Source excerpt »
# # #
Game Two - Central West vs. Central East 15-over game
In a game to decide who would win the Western Conference, Central
West defeated Central East by three wickets in a hard fought contest.
Central East won the toss and elected to bat first and for the second
match in a row, Central East’s openers got their side off to a fantastic
start with a 59-run stand. Fahad Babar played shots all around the
ground while Saminda Siriwardena supported him by giving him the strike
at every opportunity. Babar fell for 40 in 27 and was replaced by
Manpreet Singh, who survived a chance on 20 and went on to rocket 42 off
20 balls. No one crossed double digits outside the top three though and
Central East finished on 120 for 9.
Central West came out swinging hard and fast, determined to finish
the game as quickly as possible to overtake Central East on net run
rate. Akhil Pathan bowled Ryan Corns on the third ball of the innings,
but Rahul Kukreti came in and teamed up with Sushil Nadkarni to boost
CWR with a 52-run second wicket partnership in 3.4 overs. Nadkarni fell
for 24 in 11 and Man of the Match Kukreti a short time later for 35 in
21, both to Airaj Syed’s off-spin.
Amir Nanji carried the chase after the twin setbacks, scoring 23 off
18 balls before falling to Pathan making it 110 for 7 in 11.3 overs.
Orlando Baker and Usman Shuja took Central West over the line with 15
balls to spare as Central West finished with a net run rate that took
them past Central East by 0.797 runs per over and assured them a place
in the final against the winner of the game between New York and
Atlantic. South West finished third in the group and North West last on
net run rate with all four teams sharing a 1-1 record.
Game Three – New York vs. Atlantic 15-over game
In a thrilling see-saw contest, Atlantic held off New York to win by
five runs. Atlantic won the toss and batted first as Aditya Mishra put
the New York bowling attack to the sword. A day after his opening
partner Gowkaran Roopnarine scored 96 in 58 balls against North East,
Mishra tallied 87 in 49 balls, mixing elegance with brute force. Mishra,
who brought up his 50 in 33 balls, had eight fours and six sixes in his
knock and put on 73 in eight overs for the first wicket with
Roopnarine. After both men left the crease, Naseer Islam and Stuart
Mills turned in handy cameos to take Atlantic to 161 for 5 at the end of
Image (above) - Aditya Mishra watches the ball fly away over long
on after striking New York leg-spinner Bryan Murphy for his third six
in four balls during the 10th over. [Courtesy: Peter Della
New York seemed undaunted by the run rate needed to win as Akeem
Dodson and Glen Hall got New York off to a scorching start. Hall fell on
the fifth ball of the second over for 17 in 7 balls, but Quasen Alfred
picked up where he left off the day before with a series of monster
hits. Alfred and Dodson took New York to 89 for 1 after seven overs and
it appeared they would cruise to victory until Sean Stanislaus shifted
the momentum of the game with a sensational runout on the first ball of
the eighth. Stanislaus charged in from the midwicket boundary and fired a
sensational direct hit to nab Alfred, who was attempting to come back
for a second run and the second wicket stand ended at 63 in 32 balls.
# # #
List of tasks »
A. Filter the entries, copying every line that contains the word "plastic".
B. Proceed with the cricket match report, starting after its last sentence.
The entries are unrelated to the cricket match report.
# # #
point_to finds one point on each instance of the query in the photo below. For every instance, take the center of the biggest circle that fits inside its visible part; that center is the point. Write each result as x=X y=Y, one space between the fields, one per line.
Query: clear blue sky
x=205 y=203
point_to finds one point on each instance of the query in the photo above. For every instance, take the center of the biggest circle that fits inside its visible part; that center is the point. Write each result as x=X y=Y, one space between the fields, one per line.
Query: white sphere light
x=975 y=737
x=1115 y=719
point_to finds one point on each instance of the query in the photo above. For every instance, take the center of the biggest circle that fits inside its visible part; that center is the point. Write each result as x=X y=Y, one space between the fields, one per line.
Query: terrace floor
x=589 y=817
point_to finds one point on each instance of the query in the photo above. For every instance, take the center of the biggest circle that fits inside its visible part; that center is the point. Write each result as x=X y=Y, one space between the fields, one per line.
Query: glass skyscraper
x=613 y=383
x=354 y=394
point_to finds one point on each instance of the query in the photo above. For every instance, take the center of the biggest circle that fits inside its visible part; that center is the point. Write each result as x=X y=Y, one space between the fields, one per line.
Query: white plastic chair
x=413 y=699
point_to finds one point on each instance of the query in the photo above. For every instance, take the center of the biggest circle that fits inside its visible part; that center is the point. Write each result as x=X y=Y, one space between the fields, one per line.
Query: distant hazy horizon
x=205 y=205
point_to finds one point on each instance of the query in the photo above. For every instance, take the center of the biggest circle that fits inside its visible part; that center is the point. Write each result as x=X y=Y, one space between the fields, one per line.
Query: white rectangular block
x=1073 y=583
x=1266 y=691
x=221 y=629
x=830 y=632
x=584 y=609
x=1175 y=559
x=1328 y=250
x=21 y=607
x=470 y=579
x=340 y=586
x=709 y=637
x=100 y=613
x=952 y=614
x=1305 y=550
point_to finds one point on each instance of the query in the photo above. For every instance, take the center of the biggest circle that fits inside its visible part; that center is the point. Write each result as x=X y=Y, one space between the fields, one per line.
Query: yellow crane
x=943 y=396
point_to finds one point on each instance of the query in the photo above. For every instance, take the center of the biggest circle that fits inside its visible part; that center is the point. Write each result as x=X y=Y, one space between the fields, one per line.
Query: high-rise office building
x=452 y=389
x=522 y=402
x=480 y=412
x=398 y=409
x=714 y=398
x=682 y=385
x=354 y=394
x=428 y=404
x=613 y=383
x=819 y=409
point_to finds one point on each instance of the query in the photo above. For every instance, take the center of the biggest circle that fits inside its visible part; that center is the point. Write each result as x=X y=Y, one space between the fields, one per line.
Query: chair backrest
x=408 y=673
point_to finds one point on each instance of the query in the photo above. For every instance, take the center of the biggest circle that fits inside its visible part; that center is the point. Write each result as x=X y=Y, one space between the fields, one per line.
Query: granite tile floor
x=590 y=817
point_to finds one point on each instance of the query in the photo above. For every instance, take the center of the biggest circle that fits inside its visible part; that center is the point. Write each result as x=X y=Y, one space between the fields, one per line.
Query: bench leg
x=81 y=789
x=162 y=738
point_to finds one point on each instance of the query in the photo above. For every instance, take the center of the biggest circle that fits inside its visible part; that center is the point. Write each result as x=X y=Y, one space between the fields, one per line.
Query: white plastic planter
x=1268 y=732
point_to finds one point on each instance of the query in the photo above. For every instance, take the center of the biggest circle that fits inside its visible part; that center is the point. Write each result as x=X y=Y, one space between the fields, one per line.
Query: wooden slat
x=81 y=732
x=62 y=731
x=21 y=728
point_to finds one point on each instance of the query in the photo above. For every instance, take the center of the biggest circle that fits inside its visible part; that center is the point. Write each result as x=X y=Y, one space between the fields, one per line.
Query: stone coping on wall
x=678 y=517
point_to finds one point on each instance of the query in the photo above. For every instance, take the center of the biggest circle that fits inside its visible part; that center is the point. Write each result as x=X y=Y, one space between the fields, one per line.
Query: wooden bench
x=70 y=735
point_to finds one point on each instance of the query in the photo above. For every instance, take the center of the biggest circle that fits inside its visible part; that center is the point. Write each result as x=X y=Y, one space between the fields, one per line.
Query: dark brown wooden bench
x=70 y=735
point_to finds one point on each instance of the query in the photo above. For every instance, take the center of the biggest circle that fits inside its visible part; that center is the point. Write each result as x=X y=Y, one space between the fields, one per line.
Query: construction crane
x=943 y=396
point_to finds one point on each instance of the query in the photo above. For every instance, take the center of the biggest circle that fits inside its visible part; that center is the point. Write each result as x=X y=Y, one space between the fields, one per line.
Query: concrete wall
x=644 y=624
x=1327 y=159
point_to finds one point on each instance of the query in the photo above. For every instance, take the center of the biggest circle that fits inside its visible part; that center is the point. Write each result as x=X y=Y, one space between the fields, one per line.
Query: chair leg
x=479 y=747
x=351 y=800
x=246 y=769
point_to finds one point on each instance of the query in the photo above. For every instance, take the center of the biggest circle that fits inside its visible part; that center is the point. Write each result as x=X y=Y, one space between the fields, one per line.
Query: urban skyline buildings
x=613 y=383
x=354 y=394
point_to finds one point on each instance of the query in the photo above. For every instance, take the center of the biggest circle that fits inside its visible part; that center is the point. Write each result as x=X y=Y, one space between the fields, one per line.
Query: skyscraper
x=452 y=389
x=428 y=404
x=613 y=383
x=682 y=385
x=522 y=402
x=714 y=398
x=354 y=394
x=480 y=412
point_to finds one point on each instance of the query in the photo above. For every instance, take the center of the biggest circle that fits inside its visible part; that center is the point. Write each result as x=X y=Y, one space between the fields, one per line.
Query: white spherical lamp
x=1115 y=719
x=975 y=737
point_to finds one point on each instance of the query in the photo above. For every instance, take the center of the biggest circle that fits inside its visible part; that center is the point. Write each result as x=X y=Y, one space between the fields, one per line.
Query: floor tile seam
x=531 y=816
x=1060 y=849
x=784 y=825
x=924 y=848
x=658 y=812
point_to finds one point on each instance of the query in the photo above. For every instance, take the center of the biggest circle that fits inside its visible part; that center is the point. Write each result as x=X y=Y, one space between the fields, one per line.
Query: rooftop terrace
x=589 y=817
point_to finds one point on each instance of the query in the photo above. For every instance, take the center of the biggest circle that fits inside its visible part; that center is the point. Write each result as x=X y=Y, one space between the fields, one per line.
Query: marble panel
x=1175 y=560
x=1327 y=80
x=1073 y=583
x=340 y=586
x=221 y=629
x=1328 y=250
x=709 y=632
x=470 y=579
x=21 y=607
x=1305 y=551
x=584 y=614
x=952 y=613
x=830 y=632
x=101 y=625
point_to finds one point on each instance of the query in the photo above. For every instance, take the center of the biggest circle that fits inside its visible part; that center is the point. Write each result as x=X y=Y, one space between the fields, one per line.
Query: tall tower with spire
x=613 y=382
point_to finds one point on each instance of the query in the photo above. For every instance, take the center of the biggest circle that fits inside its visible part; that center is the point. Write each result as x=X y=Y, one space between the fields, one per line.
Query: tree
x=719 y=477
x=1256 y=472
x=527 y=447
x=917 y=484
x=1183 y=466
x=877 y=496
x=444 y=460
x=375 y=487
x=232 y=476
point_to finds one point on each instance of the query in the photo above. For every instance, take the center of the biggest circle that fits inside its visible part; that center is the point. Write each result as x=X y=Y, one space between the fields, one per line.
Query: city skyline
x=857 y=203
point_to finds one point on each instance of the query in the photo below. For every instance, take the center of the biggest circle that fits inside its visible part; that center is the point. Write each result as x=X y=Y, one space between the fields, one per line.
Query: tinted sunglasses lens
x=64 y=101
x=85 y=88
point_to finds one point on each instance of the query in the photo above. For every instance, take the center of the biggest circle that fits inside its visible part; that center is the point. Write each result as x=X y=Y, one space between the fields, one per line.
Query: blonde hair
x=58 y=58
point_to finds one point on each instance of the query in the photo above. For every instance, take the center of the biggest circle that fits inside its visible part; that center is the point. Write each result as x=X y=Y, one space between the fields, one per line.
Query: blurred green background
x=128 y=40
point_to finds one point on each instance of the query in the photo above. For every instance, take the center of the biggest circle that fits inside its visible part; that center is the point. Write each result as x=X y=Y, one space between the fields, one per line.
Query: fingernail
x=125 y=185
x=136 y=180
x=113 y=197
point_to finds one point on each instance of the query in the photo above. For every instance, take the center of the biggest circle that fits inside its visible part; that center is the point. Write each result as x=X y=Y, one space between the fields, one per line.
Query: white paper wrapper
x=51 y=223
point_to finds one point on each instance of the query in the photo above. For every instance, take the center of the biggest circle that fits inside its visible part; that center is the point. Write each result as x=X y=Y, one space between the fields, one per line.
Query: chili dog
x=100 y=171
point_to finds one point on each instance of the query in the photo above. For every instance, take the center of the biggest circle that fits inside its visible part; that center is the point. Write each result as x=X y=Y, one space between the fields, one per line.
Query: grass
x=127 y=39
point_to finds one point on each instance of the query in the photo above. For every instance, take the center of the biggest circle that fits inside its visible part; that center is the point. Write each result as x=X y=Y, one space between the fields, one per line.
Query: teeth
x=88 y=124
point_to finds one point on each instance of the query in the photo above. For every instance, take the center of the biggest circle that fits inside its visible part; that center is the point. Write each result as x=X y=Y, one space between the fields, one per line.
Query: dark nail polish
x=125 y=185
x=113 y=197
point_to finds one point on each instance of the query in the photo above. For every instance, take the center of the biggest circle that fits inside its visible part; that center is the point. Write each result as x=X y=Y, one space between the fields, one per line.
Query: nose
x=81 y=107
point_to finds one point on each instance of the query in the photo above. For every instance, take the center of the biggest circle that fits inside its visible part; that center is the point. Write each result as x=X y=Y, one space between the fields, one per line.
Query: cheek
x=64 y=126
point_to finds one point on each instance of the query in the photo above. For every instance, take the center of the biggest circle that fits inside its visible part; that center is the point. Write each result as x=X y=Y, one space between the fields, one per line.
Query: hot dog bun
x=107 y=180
# # #
Expected outputs »
A.
Query: white plastic chair
Query: white plastic planter

B.
Dodson fell a short time later, caught on the boundary for 49 in 28
balls to make it 108 for 3 in 9.4 overs.
New York was still in front of the required scoring rate with a slew
of batsmen up their sleeve, but the tide turned back in favor of
Atlantic again when Naseer Islam bowled a crucial 12th over, conceding
only four runs as he dismissed Bryan Murphy for 20 and two balls later
had vice-captain Barrington Bartley out stumped for a golden duck. New
York then scored 10 each in the 13th and 14th overs to enter the final
over at 144 for 5 needing 18 to win.
Atlantic captain Neil McGarrell came on to bowl his last over with
George Adams on strike and Steve Massiah at the opposite end. The first
ball was pitched full on the stumps and Adams slogged it over midwicket
for six before cracking a full toss over the cover boundary on the next
ball for another maximum, whipping the New York bench into a frenzy.
McGarrell kept his cool though and fired the next ball in flatter and
fuller to clean bowl Adams as the batsman failed in his attempt to end
the match with a third straight heave. Karan Ganesh came in was beaten
in flight to be stumped on the only ball he faced for the weekend,
giving Atlantic belief once again. Andy Mohammed arrived for the hat
trick ball and in an attempt to get a single to put Massiah on strike,
Mohammed played around a full delivery to see his stumps knocked back as
the Atlantic fielders swarmed their captain in celebration. With one
ball to go, New York’s last chance at victory was in the hands of Adrian
Gordon but he suffered the same fate as Ganesh, beaten in flight and
stumped as McGarrell took four wickets in four balls to end the match.
McGarrell’s heroics earned him the Man of the Match award ahead of
Mishra, who turned in the second highest score of the weekend.
Atlantic finished the Eastern Conference group undefeated while New
York finished ahead of North East on net run rate in second place at
1-1. North East finished third while South East was the only winless
team on the weekend and finished in last place.
Championship Match – Atlantic vs. Central West 12-over game
Atlantic surged on after the win over New York and left Central West
in the dust to win the tournament final by 42 runs, the widest victory
margin by runs in the tournament. Central West won the toss and
curiously sent Atlantic in to bat. Six of the eight group matches were
won by the team batting first, but Central West had successfully won
chasing against Central East earlier in the day.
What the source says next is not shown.